Written problem 1:
In the forum thread about ordering a Kahr K9, which pistol does oldscot3 say he owns?
Written problem 2:
From the forum thread about ordering a Kahr K9, return the passage starting at "## oldscot3 (Jan" and ending at "a compact weapon.".
Written problem 3:
Extend the forum thread about ordering a Kahr K9 past the point where it stops.

Quoted passage:
---*---

# never done this before



## rickit (Jul 4, 2008)

howdy yall first post here but have came here for great info for a while,ordered an k9 today with night sights,i have never bought a gun before without looking,touching and feeling of it i have wanted one for several years but always put it on the back burner but thinking how things might change i went for it can anyone tell me what to expect from it?oh yell this is my third gun in a month,is this a sickness of some kind?


----------



## oldscot3 (Jan 4, 2008)

I have a K 40 with nite sights. My Kahr has been very good so far, no failures of any kind. The trigger didn't take long to get used to , and the accuracy is way beyond my expectations for such a compact weapon.


----------



## wproctwproct (Mar 5, 2008)

---*---

Data extract:
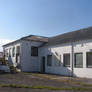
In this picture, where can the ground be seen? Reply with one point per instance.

---*---

Written reply 1:
A K 40 with nite sights.

Written reply 2:
## oldscot3 (Jan 4, 2008)

I have a K 40 with nite sights. My Kahr has been very good so far, no failures of any kind. The trigger didn't take long to get used to , and the accuracy is way beyond my expectations for such a compact weapon.

Written reply 3:
Like you, I've always wanted a K9, but just got around to picking a new one up at a gunshow a couple of weeks ago. Mine doesn't have the night sights, just the regular ones. My experience is almost exactly like Oldscot3. I was first impressed with the smooth trigger on mine, and then I was almost blown away by the accuracy of the little guy, and it's ergonomics just makes it really easy to shoot. If yours is anything like the one I got, I'm thinking you are going to be very pleased.:smt023
Oh, just one thing, disassembly on the K9's can be a little tricky, it was for me anyway. If you feel the same way after you get it, shoot me a PM, I developed a method/tool that has made it really easy for me.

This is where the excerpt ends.